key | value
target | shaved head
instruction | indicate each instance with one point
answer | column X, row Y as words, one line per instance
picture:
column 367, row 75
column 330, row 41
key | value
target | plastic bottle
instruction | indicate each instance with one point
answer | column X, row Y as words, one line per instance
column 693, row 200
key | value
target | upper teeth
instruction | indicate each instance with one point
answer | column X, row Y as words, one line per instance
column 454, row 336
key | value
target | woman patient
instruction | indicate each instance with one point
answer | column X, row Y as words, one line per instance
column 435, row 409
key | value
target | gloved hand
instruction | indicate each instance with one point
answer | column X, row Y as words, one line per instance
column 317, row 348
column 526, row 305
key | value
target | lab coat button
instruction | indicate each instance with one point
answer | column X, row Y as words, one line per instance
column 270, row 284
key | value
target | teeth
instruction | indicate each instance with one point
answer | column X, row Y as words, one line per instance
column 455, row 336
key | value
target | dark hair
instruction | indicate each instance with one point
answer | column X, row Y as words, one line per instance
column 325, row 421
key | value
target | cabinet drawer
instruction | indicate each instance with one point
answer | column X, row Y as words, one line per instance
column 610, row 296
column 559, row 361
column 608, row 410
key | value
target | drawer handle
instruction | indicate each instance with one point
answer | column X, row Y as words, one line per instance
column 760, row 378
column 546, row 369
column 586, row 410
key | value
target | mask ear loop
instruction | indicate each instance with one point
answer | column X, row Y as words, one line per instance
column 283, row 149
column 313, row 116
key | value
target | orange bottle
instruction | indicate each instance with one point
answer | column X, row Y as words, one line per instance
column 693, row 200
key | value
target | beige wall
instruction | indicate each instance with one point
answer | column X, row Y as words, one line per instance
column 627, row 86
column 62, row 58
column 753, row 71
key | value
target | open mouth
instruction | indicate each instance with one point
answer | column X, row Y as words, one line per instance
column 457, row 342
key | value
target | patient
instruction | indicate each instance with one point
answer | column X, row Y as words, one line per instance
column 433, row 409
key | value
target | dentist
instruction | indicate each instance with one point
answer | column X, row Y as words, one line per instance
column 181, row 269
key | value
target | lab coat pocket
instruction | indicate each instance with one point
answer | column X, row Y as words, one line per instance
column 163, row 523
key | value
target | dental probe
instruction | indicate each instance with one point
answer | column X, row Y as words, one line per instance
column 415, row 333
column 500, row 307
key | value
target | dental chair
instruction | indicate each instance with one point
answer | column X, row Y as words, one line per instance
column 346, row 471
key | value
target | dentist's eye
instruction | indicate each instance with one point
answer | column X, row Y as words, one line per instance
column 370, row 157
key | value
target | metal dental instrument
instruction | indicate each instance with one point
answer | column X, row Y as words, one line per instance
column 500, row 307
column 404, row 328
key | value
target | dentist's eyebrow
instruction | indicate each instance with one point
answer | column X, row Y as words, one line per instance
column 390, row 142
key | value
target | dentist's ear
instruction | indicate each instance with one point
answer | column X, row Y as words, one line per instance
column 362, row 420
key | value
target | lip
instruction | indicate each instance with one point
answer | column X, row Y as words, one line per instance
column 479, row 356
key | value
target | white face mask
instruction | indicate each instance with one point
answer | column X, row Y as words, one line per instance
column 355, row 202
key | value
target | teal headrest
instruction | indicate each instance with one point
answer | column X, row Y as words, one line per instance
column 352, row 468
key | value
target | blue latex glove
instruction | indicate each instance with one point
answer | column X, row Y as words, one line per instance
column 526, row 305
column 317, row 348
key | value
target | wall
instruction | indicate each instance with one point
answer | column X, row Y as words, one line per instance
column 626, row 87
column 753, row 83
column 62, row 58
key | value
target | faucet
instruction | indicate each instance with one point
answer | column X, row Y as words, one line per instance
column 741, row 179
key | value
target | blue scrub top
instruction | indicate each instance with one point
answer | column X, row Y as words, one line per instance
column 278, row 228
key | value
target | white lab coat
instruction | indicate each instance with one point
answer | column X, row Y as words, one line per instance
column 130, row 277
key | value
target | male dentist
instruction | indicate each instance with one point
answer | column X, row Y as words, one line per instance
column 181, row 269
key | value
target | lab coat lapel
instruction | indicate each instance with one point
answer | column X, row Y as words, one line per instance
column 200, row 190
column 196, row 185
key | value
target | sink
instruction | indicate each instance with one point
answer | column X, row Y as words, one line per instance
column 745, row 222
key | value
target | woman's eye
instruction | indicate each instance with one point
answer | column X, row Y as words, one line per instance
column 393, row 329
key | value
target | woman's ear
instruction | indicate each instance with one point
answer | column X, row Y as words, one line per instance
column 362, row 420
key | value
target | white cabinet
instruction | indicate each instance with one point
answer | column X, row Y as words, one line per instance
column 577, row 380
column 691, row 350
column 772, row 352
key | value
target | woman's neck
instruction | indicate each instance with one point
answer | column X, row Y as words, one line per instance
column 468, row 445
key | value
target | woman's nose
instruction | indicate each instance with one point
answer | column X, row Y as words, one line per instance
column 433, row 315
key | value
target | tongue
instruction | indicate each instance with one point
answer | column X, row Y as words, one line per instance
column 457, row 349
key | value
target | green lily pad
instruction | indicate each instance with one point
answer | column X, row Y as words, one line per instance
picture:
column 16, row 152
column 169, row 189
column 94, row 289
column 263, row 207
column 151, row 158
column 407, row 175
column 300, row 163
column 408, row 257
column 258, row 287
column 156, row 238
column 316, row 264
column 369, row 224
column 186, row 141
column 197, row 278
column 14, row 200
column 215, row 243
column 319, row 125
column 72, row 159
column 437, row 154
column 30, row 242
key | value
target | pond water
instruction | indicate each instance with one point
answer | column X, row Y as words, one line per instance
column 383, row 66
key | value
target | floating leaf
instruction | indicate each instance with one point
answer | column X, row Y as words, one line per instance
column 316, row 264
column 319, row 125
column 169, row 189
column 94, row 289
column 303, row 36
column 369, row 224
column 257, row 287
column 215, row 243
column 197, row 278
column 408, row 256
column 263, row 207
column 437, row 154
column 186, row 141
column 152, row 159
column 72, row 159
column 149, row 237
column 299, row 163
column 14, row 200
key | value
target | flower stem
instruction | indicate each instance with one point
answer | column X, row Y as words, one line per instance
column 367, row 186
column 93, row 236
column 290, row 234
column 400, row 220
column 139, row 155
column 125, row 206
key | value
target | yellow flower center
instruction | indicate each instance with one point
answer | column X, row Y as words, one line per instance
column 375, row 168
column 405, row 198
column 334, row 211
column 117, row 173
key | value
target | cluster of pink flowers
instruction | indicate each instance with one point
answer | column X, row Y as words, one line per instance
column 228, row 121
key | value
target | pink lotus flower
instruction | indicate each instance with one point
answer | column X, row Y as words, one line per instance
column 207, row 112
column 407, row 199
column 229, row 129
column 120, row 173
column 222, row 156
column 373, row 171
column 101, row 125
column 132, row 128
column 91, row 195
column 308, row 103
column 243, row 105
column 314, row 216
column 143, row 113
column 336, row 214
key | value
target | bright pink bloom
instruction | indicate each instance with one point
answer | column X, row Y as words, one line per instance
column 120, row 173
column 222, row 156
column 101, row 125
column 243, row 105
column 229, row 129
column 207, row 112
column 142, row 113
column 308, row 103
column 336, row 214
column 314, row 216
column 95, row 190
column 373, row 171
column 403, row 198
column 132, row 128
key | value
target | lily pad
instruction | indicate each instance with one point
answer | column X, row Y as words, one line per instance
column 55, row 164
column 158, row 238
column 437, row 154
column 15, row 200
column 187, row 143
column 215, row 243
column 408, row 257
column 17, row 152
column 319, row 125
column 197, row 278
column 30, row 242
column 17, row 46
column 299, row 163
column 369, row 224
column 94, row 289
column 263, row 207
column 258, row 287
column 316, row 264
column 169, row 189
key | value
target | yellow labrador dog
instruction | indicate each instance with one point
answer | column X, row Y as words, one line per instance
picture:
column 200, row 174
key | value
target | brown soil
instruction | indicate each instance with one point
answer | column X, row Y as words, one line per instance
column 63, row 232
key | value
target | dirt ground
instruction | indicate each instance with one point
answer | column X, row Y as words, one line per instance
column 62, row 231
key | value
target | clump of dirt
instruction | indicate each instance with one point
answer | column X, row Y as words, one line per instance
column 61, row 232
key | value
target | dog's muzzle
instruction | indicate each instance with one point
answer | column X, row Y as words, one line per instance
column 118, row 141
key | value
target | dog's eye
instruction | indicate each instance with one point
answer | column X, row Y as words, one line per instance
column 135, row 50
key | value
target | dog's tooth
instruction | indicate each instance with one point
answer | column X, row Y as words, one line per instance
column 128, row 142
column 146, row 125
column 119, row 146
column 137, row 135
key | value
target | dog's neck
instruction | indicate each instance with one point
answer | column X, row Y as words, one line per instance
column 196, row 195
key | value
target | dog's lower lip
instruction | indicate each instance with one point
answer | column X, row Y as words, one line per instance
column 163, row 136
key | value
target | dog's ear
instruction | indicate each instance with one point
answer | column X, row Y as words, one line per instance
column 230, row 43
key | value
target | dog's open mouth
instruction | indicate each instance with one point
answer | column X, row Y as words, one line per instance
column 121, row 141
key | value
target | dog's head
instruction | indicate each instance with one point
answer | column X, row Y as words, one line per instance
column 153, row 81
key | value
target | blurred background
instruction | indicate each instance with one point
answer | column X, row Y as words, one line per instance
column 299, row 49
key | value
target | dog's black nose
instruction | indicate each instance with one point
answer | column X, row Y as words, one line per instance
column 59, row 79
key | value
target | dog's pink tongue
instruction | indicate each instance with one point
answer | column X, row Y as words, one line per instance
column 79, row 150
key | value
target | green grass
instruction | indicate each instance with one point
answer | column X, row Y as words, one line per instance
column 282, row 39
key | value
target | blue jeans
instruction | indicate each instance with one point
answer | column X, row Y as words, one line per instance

# # #

● **WHAT THIS TASK INVOLVES**
Put the stretch from the start of the entries through the line containing "column 454, row 336" into a JSON list of strings, with one string per line and blank lines omitted.

● **TASK RESPONSE**
[
  "key | value",
  "target | shaved head",
  "instruction | indicate each instance with one point",
  "answer | column X, row Y as words, one line per instance",
  "picture:",
  "column 367, row 75",
  "column 330, row 41",
  "key | value",
  "target | plastic bottle",
  "instruction | indicate each instance with one point",
  "answer | column X, row Y as words, one line per instance",
  "column 693, row 200",
  "key | value",
  "target | upper teeth",
  "instruction | indicate each instance with one point",
  "answer | column X, row Y as words, one line per instance",
  "column 454, row 336"
]